Records:
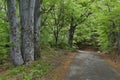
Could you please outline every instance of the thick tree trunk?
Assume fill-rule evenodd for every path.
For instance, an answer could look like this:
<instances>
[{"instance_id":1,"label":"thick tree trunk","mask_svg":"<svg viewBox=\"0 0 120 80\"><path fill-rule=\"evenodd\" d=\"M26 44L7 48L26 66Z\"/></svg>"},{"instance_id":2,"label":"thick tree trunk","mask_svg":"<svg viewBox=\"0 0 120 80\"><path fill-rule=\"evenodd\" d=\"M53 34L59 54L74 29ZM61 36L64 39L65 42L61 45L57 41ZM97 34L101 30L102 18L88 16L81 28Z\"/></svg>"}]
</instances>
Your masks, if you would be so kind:
<instances>
[{"instance_id":1,"label":"thick tree trunk","mask_svg":"<svg viewBox=\"0 0 120 80\"><path fill-rule=\"evenodd\" d=\"M35 59L40 58L40 19L41 19L41 6L42 0L36 0L34 12L34 53Z\"/></svg>"},{"instance_id":2,"label":"thick tree trunk","mask_svg":"<svg viewBox=\"0 0 120 80\"><path fill-rule=\"evenodd\" d=\"M22 26L22 54L25 63L34 61L35 0L19 0Z\"/></svg>"},{"instance_id":3,"label":"thick tree trunk","mask_svg":"<svg viewBox=\"0 0 120 80\"><path fill-rule=\"evenodd\" d=\"M112 25L110 26L110 46L113 47L113 43L115 42L115 34L113 29L115 27L115 23L112 21Z\"/></svg>"},{"instance_id":4,"label":"thick tree trunk","mask_svg":"<svg viewBox=\"0 0 120 80\"><path fill-rule=\"evenodd\" d=\"M120 32L118 32L118 51L120 52Z\"/></svg>"},{"instance_id":5,"label":"thick tree trunk","mask_svg":"<svg viewBox=\"0 0 120 80\"><path fill-rule=\"evenodd\" d=\"M68 40L68 44L70 47L73 46L73 38L74 38L74 32L76 29L76 25L71 25L70 29L69 29L69 40Z\"/></svg>"},{"instance_id":6,"label":"thick tree trunk","mask_svg":"<svg viewBox=\"0 0 120 80\"><path fill-rule=\"evenodd\" d=\"M16 0L7 0L7 8L10 23L10 42L13 45L11 46L11 56L14 65L18 66L22 65L24 62L20 50L20 34L16 14Z\"/></svg>"}]
</instances>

Given problem:
Report every line of the rows above that contains the word "thick", copying each line in full.

Right answer:
Could you please outline every instance of the thick tree trunk?
[{"instance_id":1,"label":"thick tree trunk","mask_svg":"<svg viewBox=\"0 0 120 80\"><path fill-rule=\"evenodd\" d=\"M26 44L7 48L26 66Z\"/></svg>"},{"instance_id":2,"label":"thick tree trunk","mask_svg":"<svg viewBox=\"0 0 120 80\"><path fill-rule=\"evenodd\" d=\"M53 34L59 54L74 29ZM61 36L64 39L65 42L61 45L57 41ZM97 34L101 30L102 18L88 16L81 28Z\"/></svg>"}]
[{"instance_id":1,"label":"thick tree trunk","mask_svg":"<svg viewBox=\"0 0 120 80\"><path fill-rule=\"evenodd\" d=\"M35 59L40 58L40 19L41 19L41 6L42 0L36 0L34 12L34 53Z\"/></svg>"},{"instance_id":2,"label":"thick tree trunk","mask_svg":"<svg viewBox=\"0 0 120 80\"><path fill-rule=\"evenodd\" d=\"M22 26L22 54L25 63L34 61L35 0L19 0Z\"/></svg>"},{"instance_id":3,"label":"thick tree trunk","mask_svg":"<svg viewBox=\"0 0 120 80\"><path fill-rule=\"evenodd\" d=\"M112 25L110 26L110 46L113 47L113 43L115 42L115 34L113 29L115 27L115 23L112 21Z\"/></svg>"},{"instance_id":4,"label":"thick tree trunk","mask_svg":"<svg viewBox=\"0 0 120 80\"><path fill-rule=\"evenodd\" d=\"M120 32L118 32L118 51L120 52Z\"/></svg>"},{"instance_id":5,"label":"thick tree trunk","mask_svg":"<svg viewBox=\"0 0 120 80\"><path fill-rule=\"evenodd\" d=\"M68 40L68 44L70 47L73 46L73 38L74 38L74 32L76 29L76 25L71 25L70 29L69 29L69 40Z\"/></svg>"},{"instance_id":6,"label":"thick tree trunk","mask_svg":"<svg viewBox=\"0 0 120 80\"><path fill-rule=\"evenodd\" d=\"M16 0L7 0L7 8L10 23L10 42L13 45L11 46L11 56L14 65L18 66L22 65L24 62L20 50L20 34L16 14Z\"/></svg>"}]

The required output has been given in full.